AVAILABLE RECORDS:
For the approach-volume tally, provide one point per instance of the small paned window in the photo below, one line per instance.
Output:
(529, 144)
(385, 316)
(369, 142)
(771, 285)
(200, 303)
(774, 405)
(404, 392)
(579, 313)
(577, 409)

SET PROBLEM:
Render every line of the material above as a JSON list of strings, one string per line, with blank lines omitted.

WRITTEN RESPONSE:
[
  "For the approach-volume tally, provide one point per instance of the small paned window in the photo below, one line per instance.",
  "Output:",
  "(529, 144)",
  "(385, 316)",
  "(369, 142)",
  "(771, 285)",
  "(200, 303)",
  "(774, 405)",
  "(404, 392)",
  "(579, 313)",
  "(577, 409)"
]